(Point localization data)
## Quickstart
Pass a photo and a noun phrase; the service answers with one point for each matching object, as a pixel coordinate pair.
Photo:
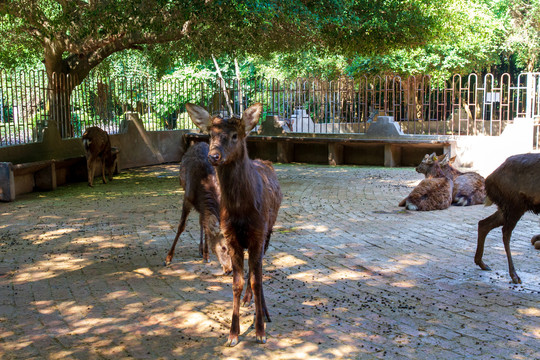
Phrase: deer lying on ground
(469, 187)
(433, 193)
(513, 187)
(98, 148)
(250, 200)
(201, 191)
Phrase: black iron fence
(465, 105)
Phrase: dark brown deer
(513, 187)
(250, 200)
(98, 148)
(469, 187)
(201, 191)
(434, 193)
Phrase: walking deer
(250, 201)
(98, 148)
(513, 187)
(469, 187)
(201, 191)
(433, 193)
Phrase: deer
(201, 191)
(469, 187)
(513, 187)
(250, 201)
(97, 147)
(433, 193)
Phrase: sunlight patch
(530, 312)
(144, 271)
(287, 260)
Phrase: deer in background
(201, 191)
(97, 147)
(469, 187)
(250, 200)
(433, 193)
(514, 188)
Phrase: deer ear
(251, 116)
(199, 116)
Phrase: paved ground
(348, 275)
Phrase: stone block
(7, 182)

## TASK OBJECTIVE
Word for word, please reproduce each entry above and leave out every picture.

## YOUR SOLUTION
## Quickstart
Pass a photo and a noun phrase; the service answers with one point for each matching object, as a pixel coordinate pair.
Photo:
Phrase: deer lying on ground
(469, 187)
(433, 193)
(513, 187)
(98, 148)
(250, 200)
(201, 191)
Phrase: black iron fence
(465, 105)
Phrase: dark brown deer
(513, 187)
(250, 200)
(98, 148)
(469, 187)
(201, 191)
(434, 193)
Phrase: walking deer
(250, 201)
(98, 148)
(513, 187)
(469, 187)
(201, 191)
(433, 193)
Phrase: deer
(201, 191)
(469, 187)
(513, 187)
(250, 201)
(97, 147)
(433, 193)
Phrase: sunlight patch
(530, 312)
(144, 271)
(287, 260)
Phrase: deer in background
(201, 191)
(97, 147)
(469, 187)
(250, 200)
(433, 193)
(514, 188)
Phrase: deer ear
(251, 116)
(199, 116)
Phrase: paved ground
(348, 275)
Phrase: stone block
(7, 182)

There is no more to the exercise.